WHAT THE TASK REQUIRES: A verbatim copy of the records is required, with all pictures left out.

SUPPLIED MATERIAL:
####################

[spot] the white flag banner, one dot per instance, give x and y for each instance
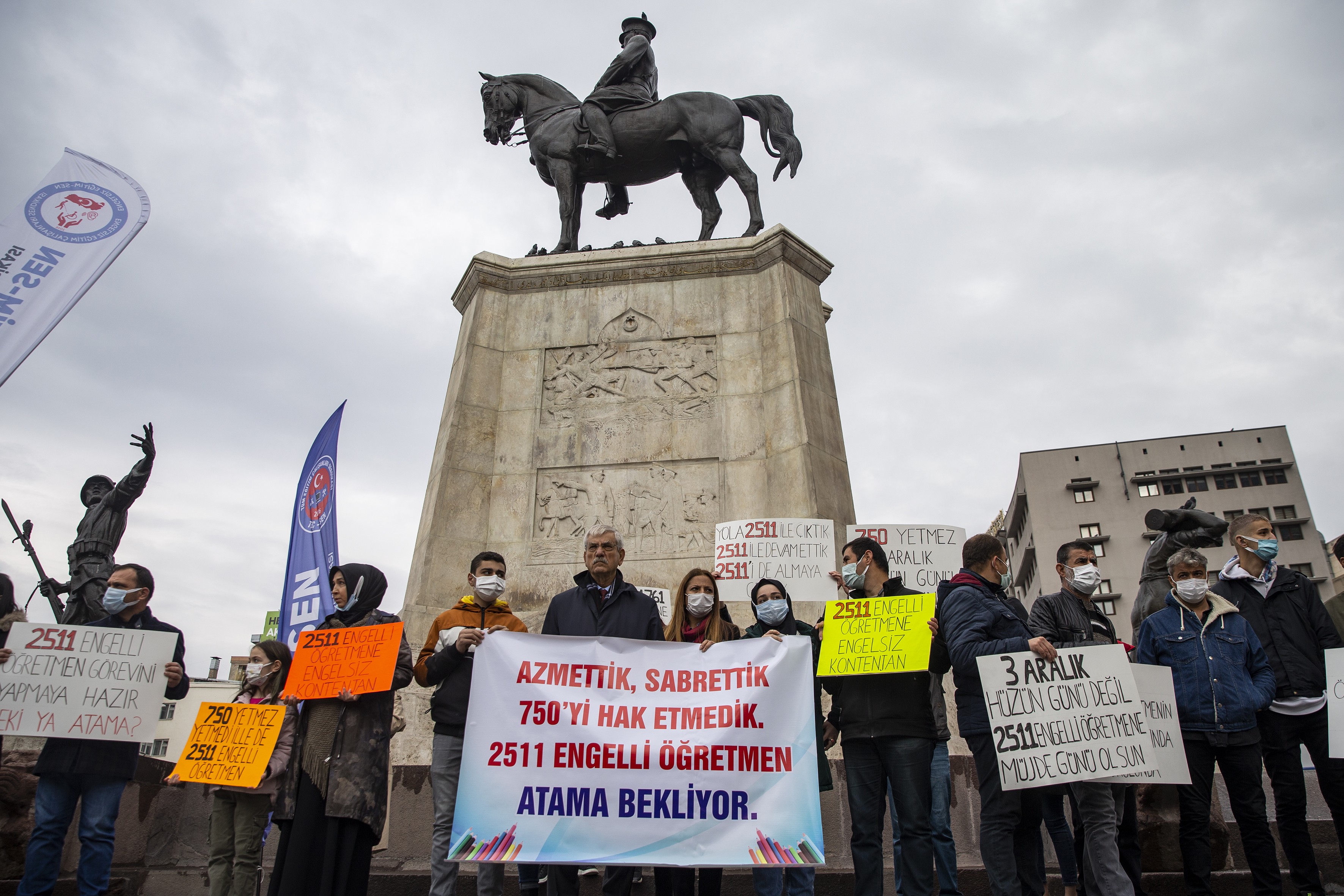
(57, 245)
(923, 555)
(84, 682)
(1076, 718)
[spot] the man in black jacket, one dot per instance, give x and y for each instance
(605, 605)
(888, 737)
(1287, 615)
(93, 773)
(1070, 620)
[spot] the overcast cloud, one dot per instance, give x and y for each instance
(1039, 215)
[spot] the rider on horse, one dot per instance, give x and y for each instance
(629, 82)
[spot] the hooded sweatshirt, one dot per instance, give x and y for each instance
(451, 671)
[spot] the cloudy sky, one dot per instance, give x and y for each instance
(1053, 223)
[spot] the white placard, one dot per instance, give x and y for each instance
(923, 555)
(1076, 718)
(1163, 722)
(84, 682)
(1335, 700)
(797, 553)
(663, 598)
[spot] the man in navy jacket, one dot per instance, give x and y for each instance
(979, 618)
(93, 773)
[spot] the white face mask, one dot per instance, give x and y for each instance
(488, 588)
(700, 605)
(1191, 591)
(1085, 580)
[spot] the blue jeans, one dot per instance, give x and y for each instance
(940, 819)
(58, 793)
(769, 882)
(901, 766)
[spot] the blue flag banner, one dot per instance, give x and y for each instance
(312, 539)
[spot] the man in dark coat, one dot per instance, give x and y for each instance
(93, 773)
(100, 534)
(605, 605)
(1284, 609)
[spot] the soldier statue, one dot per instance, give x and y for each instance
(99, 535)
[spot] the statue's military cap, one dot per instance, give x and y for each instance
(92, 481)
(638, 23)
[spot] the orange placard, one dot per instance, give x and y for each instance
(329, 662)
(230, 744)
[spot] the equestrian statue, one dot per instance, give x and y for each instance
(624, 135)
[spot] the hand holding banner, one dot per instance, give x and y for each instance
(1076, 718)
(230, 744)
(329, 662)
(93, 683)
(873, 636)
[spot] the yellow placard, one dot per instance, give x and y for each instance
(230, 744)
(873, 636)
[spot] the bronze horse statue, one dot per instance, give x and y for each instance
(700, 135)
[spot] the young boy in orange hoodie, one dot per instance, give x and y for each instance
(445, 663)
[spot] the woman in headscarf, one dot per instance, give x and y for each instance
(698, 616)
(773, 609)
(334, 804)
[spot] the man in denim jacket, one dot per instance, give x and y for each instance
(1222, 680)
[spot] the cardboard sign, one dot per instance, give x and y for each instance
(1163, 723)
(921, 555)
(1077, 718)
(797, 553)
(230, 744)
(874, 636)
(331, 660)
(92, 683)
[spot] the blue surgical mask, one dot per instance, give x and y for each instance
(773, 612)
(1265, 549)
(115, 600)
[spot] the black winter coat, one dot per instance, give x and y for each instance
(882, 706)
(1294, 628)
(627, 615)
(113, 758)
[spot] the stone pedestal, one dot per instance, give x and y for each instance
(659, 389)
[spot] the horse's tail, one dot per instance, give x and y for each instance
(776, 120)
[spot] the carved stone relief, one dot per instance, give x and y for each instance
(662, 509)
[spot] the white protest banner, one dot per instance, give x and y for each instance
(797, 553)
(1076, 718)
(84, 682)
(57, 245)
(1335, 700)
(663, 598)
(636, 753)
(1167, 749)
(921, 555)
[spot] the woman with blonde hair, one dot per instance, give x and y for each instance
(698, 616)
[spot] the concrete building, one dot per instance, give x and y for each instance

####################

TASK OUTPUT:
[spot] the white flag banner, one dot per instance, give x and y for each instance
(57, 245)
(923, 555)
(84, 682)
(1076, 718)
[spot] the man in black jacket, one dot per instance, give x and y for each instance
(605, 605)
(888, 737)
(1287, 615)
(93, 773)
(1070, 620)
[spot] the overcast cloud, one dot per instance, give x and y for each instance
(1039, 215)
[spot] the rider on horse, one dot per instance, give x and y for each instance
(629, 82)
[spot] the hooded sweatshirt, one dot per instance, give x and y for each instance
(451, 671)
[spot] the cloudy sky, one dot per instance, give x and y for each instance
(1053, 223)
[spot] the white placard, one dot per instance, give x and y for each instance
(923, 555)
(1076, 718)
(1163, 722)
(84, 682)
(1335, 700)
(797, 553)
(663, 598)
[spot] the man in navy jacket, one dot per instance, give x and y for each instance
(979, 618)
(93, 773)
[spot] the white face mask, one dot per instance, give x and y for each instance
(488, 588)
(700, 605)
(1191, 591)
(1085, 580)
[spot] the blue jeans, one dot per instance, give x and y for each instance
(940, 819)
(58, 793)
(769, 882)
(901, 766)
[spot] the blue flag banner, one dot per instance, give x and y for each instance
(312, 539)
[spot] the man in dark coat, one dot per instance, give x and y for each instance
(93, 773)
(100, 534)
(605, 605)
(1284, 609)
[spot] the soldier statue, one dot per instance, give x and y for each instance
(99, 535)
[spot] the statue's military cap, one dot per instance, give x and y for each instance
(92, 481)
(638, 23)
[spot] the orange placard, one dot per instance, give x and y for each instance
(329, 662)
(230, 744)
[spot] the equestrian statue, one dot per instance, give x and y for each instance
(624, 135)
[spot] the hand holding banner, one dot per instance, give x and y for each instance
(1076, 718)
(230, 744)
(329, 662)
(93, 683)
(873, 636)
[spot] the yellow placard, one dot per instance, give x and y for each instance
(230, 744)
(873, 636)
[spot] the bronze horse statue, one dot per instance, give x and y for each instance
(700, 135)
[spot] the young boy in orange hoodie, one dot per instance, give x and y for each instance
(445, 663)
[spot] the woman in headscarf, one dot per instance, give x and y for each instance
(698, 616)
(773, 609)
(334, 804)
[spot] the man in denim jacket, one dot per instance, give x and y for each instance
(1222, 680)
[spot] the cardboard sign, one dot per instance, give x and y for each instance
(1163, 723)
(921, 555)
(1077, 718)
(797, 553)
(230, 744)
(874, 636)
(331, 660)
(92, 683)
[spot] the blue surgical mask, one dot per instance, give x and y for each instance
(773, 612)
(1265, 549)
(115, 600)
[spot] the black winter coat, one dot per instance, give x and y for each instance
(882, 706)
(1294, 628)
(627, 615)
(113, 758)
[spot] the stone pedestal, one dot per instance, give x and y for each instance
(659, 389)
[spot] the horse's tail, one dot per instance, give x and y for each instance
(776, 120)
[spot] the carved stone relief, one dot per instance, give x and y for each instance
(662, 509)
[spot] the white protest banner, one dot per instance, give x and y for each instance
(797, 553)
(1076, 718)
(84, 682)
(57, 245)
(1335, 700)
(663, 598)
(636, 753)
(1167, 749)
(921, 555)
[spot] the woman with blonde hair, one dot per instance, give x and y for each instance
(698, 616)
[spot] the concrete building, one dot per instance, give x and y for each instance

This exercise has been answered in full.